_AIM OF THE EXERCISE_
Go through the material and write it all out exactly, minus the pictures.

[Records]
-----

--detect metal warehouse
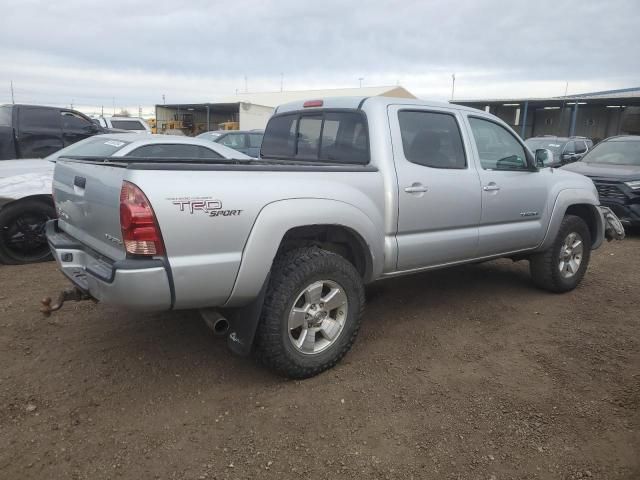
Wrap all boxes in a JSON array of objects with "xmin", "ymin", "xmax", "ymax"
[
  {"xmin": 452, "ymin": 87, "xmax": 640, "ymax": 141},
  {"xmin": 155, "ymin": 86, "xmax": 416, "ymax": 135}
]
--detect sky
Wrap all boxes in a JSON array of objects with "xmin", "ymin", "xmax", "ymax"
[{"xmin": 0, "ymin": 0, "xmax": 640, "ymax": 115}]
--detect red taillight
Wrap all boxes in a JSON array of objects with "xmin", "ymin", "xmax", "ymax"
[
  {"xmin": 302, "ymin": 100, "xmax": 322, "ymax": 108},
  {"xmin": 120, "ymin": 182, "xmax": 164, "ymax": 255}
]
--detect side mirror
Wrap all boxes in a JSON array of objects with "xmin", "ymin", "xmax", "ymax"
[{"xmin": 536, "ymin": 148, "xmax": 553, "ymax": 168}]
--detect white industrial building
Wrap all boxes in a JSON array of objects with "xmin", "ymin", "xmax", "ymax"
[{"xmin": 156, "ymin": 85, "xmax": 416, "ymax": 135}]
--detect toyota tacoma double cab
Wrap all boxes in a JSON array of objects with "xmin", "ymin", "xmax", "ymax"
[{"xmin": 43, "ymin": 97, "xmax": 624, "ymax": 378}]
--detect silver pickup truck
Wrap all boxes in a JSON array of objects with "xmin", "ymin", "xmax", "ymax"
[{"xmin": 45, "ymin": 97, "xmax": 616, "ymax": 378}]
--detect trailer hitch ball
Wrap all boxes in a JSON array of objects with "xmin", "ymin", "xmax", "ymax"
[{"xmin": 40, "ymin": 287, "xmax": 91, "ymax": 317}]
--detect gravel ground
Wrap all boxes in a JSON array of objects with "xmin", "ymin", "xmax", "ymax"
[{"xmin": 0, "ymin": 234, "xmax": 640, "ymax": 480}]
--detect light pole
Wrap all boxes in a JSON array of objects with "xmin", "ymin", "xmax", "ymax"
[{"xmin": 451, "ymin": 73, "xmax": 456, "ymax": 100}]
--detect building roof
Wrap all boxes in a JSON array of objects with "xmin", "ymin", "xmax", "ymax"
[
  {"xmin": 451, "ymin": 87, "xmax": 640, "ymax": 105},
  {"xmin": 215, "ymin": 85, "xmax": 416, "ymax": 108}
]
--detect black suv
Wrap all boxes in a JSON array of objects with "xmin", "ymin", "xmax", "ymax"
[
  {"xmin": 524, "ymin": 135, "xmax": 593, "ymax": 167},
  {"xmin": 563, "ymin": 135, "xmax": 640, "ymax": 226}
]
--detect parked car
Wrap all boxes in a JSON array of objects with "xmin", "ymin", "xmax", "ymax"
[
  {"xmin": 0, "ymin": 105, "xmax": 109, "ymax": 160},
  {"xmin": 524, "ymin": 135, "xmax": 593, "ymax": 167},
  {"xmin": 563, "ymin": 136, "xmax": 640, "ymax": 226},
  {"xmin": 0, "ymin": 133, "xmax": 249, "ymax": 264},
  {"xmin": 198, "ymin": 130, "xmax": 264, "ymax": 158},
  {"xmin": 43, "ymin": 97, "xmax": 624, "ymax": 378},
  {"xmin": 93, "ymin": 117, "xmax": 151, "ymax": 133}
]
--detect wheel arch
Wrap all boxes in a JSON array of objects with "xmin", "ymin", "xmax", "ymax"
[
  {"xmin": 536, "ymin": 189, "xmax": 604, "ymax": 252},
  {"xmin": 224, "ymin": 199, "xmax": 384, "ymax": 307}
]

-----

_OUTPUT OF THE EXERCISE_
--detect metal warehouse
Wrap all boxes in a JSON array of objects with "xmin", "ymin", "xmax", "ymax"
[
  {"xmin": 452, "ymin": 87, "xmax": 640, "ymax": 141},
  {"xmin": 155, "ymin": 86, "xmax": 416, "ymax": 135}
]
--detect sky
Wrap all boxes in a JSON array of objects with "xmin", "ymin", "xmax", "ymax"
[{"xmin": 0, "ymin": 0, "xmax": 640, "ymax": 115}]
--detect red taillight
Wrap all boxes in a JSON array of objects with "xmin", "ymin", "xmax", "ymax"
[
  {"xmin": 302, "ymin": 100, "xmax": 322, "ymax": 108},
  {"xmin": 120, "ymin": 182, "xmax": 164, "ymax": 255}
]
--detect side mirror
Wrap all boxes in a JSON array of objects with "xmin", "ymin", "xmax", "ymax"
[{"xmin": 536, "ymin": 148, "xmax": 553, "ymax": 168}]
--detect white industrial building
Wrap all boxes in a JSON array of objects with "xmin", "ymin", "xmax", "ymax"
[{"xmin": 156, "ymin": 85, "xmax": 416, "ymax": 135}]
--detect toyota tacoma double cab
Wrap all boxes in a JSON array of objects with "xmin", "ymin", "xmax", "ymax"
[{"xmin": 43, "ymin": 97, "xmax": 624, "ymax": 378}]
--detect silver pickup truck
Wrap all boxes in a JSON array of objects with "xmin", "ymin", "xmax", "ymax"
[{"xmin": 45, "ymin": 97, "xmax": 616, "ymax": 378}]
--detect trailer hitch ball
Wrap all boxes in a JSON array of objects with "xmin", "ymin", "xmax", "ymax"
[{"xmin": 40, "ymin": 287, "xmax": 91, "ymax": 317}]
--detect gravel ground
Wrap all boxes in a JSON array of objects with "xmin", "ymin", "xmax", "ymax"
[{"xmin": 0, "ymin": 234, "xmax": 640, "ymax": 480}]
--detect light pole
Wrap all boxes in a JSON array of objects with "xmin", "ymin", "xmax", "ymax"
[{"xmin": 451, "ymin": 73, "xmax": 456, "ymax": 100}]
--detect building roof
Wrap all boxes in a JSON array of objects with "xmin", "ymin", "xmax", "ymax"
[
  {"xmin": 451, "ymin": 87, "xmax": 640, "ymax": 105},
  {"xmin": 215, "ymin": 85, "xmax": 416, "ymax": 108}
]
--detect black suv
Wrap all boxes in a JSON array of objects with "xmin", "ymin", "xmax", "ymax"
[
  {"xmin": 524, "ymin": 135, "xmax": 593, "ymax": 167},
  {"xmin": 563, "ymin": 135, "xmax": 640, "ymax": 226}
]
--detect parked car
Wrap all boxes in a JSON array of objects with "xmin", "ymin", "xmax", "ymax"
[
  {"xmin": 0, "ymin": 105, "xmax": 109, "ymax": 160},
  {"xmin": 524, "ymin": 135, "xmax": 593, "ymax": 167},
  {"xmin": 563, "ymin": 136, "xmax": 640, "ymax": 226},
  {"xmin": 0, "ymin": 133, "xmax": 249, "ymax": 264},
  {"xmin": 198, "ymin": 130, "xmax": 264, "ymax": 158},
  {"xmin": 43, "ymin": 97, "xmax": 624, "ymax": 378},
  {"xmin": 93, "ymin": 117, "xmax": 151, "ymax": 133}
]
--detect wheel arch
Wrap all boxes in a JSON array of objects with "xmin", "ymin", "xmax", "ymax"
[
  {"xmin": 536, "ymin": 189, "xmax": 604, "ymax": 252},
  {"xmin": 224, "ymin": 199, "xmax": 384, "ymax": 307}
]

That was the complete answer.